Is It Time To Rethink Public Transportation in Our Post-Pandemic World?

Transit is Good, Actually

The shape of our lives has changed a lot in the last few months. For many of us, our personal maps have shrunk down to just our homes, our neighborhoods, maybe a few key destinations like the grocery store. Some of us are still traveling to work, but maybe in a different way than before. 

As we consider the safety in the near future and maybe further ahead to a time when we’re moving around more, we’re all thinking about how we move. Can we get where we need to go in a way that keeps us safe from exposure to covid-19, and helps us set up for a thriving post-covid world?

At the beginning of the pandemic, many people thought that the best way to travel safely was in private cars. We even saw articles blaming public transit for outbreaks, and initial recommendations from the CDC that everyone should drive to work rather than take transit. As transit ridership has plummeted and other sources of transit revenues (such as payroll taxes) are reduced, transit agencies are in danger of the “transit death spiral” of reduced services and reduced ridership. 

As we’ve learned more, however, it’s become clear that public transit is not particularly risky for covid exposure. Very dense cities with robust public transit systems, like Tokyo and Hong Kong, have seen low infection rates, and no infections have been traced back to exposure on transit. Infection “super-spreading” has taken place in crowded, poorly ventilated places where large groups of people are talking or singing, like conferences, parties, religious services, nursing homes, prisons. Transit, particularly now when transit agencies are requiring masking and physical distancing and investing heavily in cleaning, does not seem to be a place where a lot of spreading takes place.

### SOURCE INFORMATION
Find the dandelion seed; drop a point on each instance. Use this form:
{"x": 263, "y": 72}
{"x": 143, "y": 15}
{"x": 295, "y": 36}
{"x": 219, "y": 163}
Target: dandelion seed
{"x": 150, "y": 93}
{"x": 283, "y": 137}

### WORK INSTRUCTIONS
a) In the article on public transit, which two dense cities with robust transit systems are named as having low infection rates?
b) List every kind of place the article on public transit names as a site where infection super-spreading has taken place.
c) Please continue the article on public transit from its last sentence, keeping its tone.

### OUTPUTS FOR THE TASKS
a) Tokyo and Hong Kong.

b) Conferences, parties, religious services, nursing homes, prisons

c)
What’s more, we know that transit is essential to making communities work by making our movement more space-efficient and less damaging to our lungs and our planet’s climate. It all ties together, too; pollution makes people more likely to get sicker from viruses that affect our lungs. We must preserve and expand transit during this difficult time; we can’t risk losing it.

If everyone who has access to a private car retreats into that bubble, we will all suffer more, because every private car on the road takes up space, pollutes the air, and makes it less safe to walk and bike. We have to work together to keep each other healthy. As we look to the future, we need to make sure that transit (along with biking and walking and the like) is a big part of our transportation system. Let’s do what we can to keep each other healthy now and in the future.